[SOURCE EXCERPT start]

In a dynamic industry, tomato varieties and packaging are changing.
Florida isn’t all about oranges — Florida is also the No. 1 grower of tomatoes. In 2021, the state produced $324 million of fresh market tomatoes, which comprised 54% of the U.S. value, according to the Florida Department of Agriculture and Consumer Services (FDACS).
Florida tomatoes — which include cherry, grape, Roma, round and heirloom varieties — are harvested from October to June. North Florida harvest begins in October and is followed by central Florida (primarily southeast of Tampa Bay), which peaks in November and early December.
“Tomato production will begin moving south in mid-December for the South Florida winter harvest that will run through March,” says Michael Schadler, manager of the Florida Tomato Committee (FTC) and executive vice president of the Florida Tomato Exchange (FTE), Orlando, FL. “Then it’s back to Central Florida in the spring, and North Florida in the late spring and early summer.”
Hurricane Idalia did not have a meaningful impact on the tomato growing areas, so Florida expects normal tomato volumes this year.

[SOURCE EXCERPT end]
[EXERCISE INPUTS start]

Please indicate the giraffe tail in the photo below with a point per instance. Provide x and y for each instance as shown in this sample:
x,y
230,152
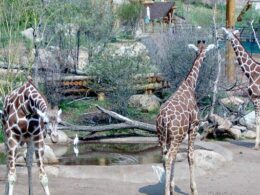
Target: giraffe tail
x,y
160,173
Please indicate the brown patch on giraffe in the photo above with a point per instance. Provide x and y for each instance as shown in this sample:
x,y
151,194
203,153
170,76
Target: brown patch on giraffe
x,y
11,143
12,120
252,67
254,75
39,144
257,69
16,102
37,132
240,48
22,124
244,61
16,130
255,89
16,137
20,91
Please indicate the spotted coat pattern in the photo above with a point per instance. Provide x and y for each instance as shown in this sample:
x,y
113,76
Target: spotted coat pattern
x,y
251,68
178,117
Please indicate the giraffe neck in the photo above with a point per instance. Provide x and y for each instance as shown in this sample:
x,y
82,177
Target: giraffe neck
x,y
193,75
244,59
36,100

[EXERCISE INPUTS end]

_WHAT IS ASKED_:
a: Translate this sentence from the article on Florida tomatoes into Spanish: "Hurricane Idalia did not have a meaningful impact on the tomato growing areas, so Florida expects normal tomato volumes this year."
b: In the entries, print word for word every line from the one containing "Please indicate the brown" through the end of the entries.

_SOLUTIONS TO EACH TASK_:
a: El huracán Idalia no tuvo un impacto significativo en las zonas de cultivo de tomate, por lo que Florida espera volúmenes normales de tomate este año.

b:
Please indicate the brown patch on giraffe in the photo above with a point per instance. Provide x and y for each instance as shown in this sample:
x,y
151,194
203,153
170,76
Target: brown patch on giraffe
x,y
11,143
12,120
252,67
254,75
39,144
257,69
16,102
37,132
240,48
22,124
244,61
16,130
255,89
16,137
20,91
Please indicate the spotted coat pattern in the photo above with a point per instance. Provide x and y for each instance as shown in this sample:
x,y
113,76
Target: spotted coat pattern
x,y
251,68
178,117
Please indicate the giraffe neck in the photo above with a point per instance. Provide x and y for each instance as shown in this sample:
x,y
82,177
Target: giraffe neck
x,y
193,75
244,59
36,100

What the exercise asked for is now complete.